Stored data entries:

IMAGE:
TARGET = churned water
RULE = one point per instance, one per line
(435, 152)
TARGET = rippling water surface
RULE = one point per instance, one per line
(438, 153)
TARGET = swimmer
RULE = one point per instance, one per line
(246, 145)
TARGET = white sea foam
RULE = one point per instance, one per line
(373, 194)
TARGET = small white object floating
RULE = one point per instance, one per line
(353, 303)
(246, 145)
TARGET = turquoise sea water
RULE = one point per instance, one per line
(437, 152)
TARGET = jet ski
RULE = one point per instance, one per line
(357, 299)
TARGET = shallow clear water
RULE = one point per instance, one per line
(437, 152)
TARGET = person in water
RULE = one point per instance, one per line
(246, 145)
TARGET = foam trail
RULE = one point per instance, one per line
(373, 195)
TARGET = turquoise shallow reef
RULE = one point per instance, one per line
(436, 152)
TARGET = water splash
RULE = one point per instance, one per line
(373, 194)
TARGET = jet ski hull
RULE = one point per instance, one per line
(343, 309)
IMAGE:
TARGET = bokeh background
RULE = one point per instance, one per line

* What is being asked: Of the entries above, repeat exactly the lines between the line with "TARGET = turquoise sea water" and the line with "TARGET = turquoise shallow reef", inclusive, and no others.

* Reply to the exercise:
TARGET = turquoise sea water
RULE = one point per instance, one per line
(437, 152)
TARGET = jet ski
RULE = one point per instance, one per line
(357, 299)
TARGET = shallow clear water
RULE = one point per instance, one per line
(437, 152)
TARGET = person in water
RULE = one point per instance, one per line
(246, 145)
TARGET = foam trail
RULE = one point per instance, one per line
(373, 195)
TARGET = turquoise shallow reef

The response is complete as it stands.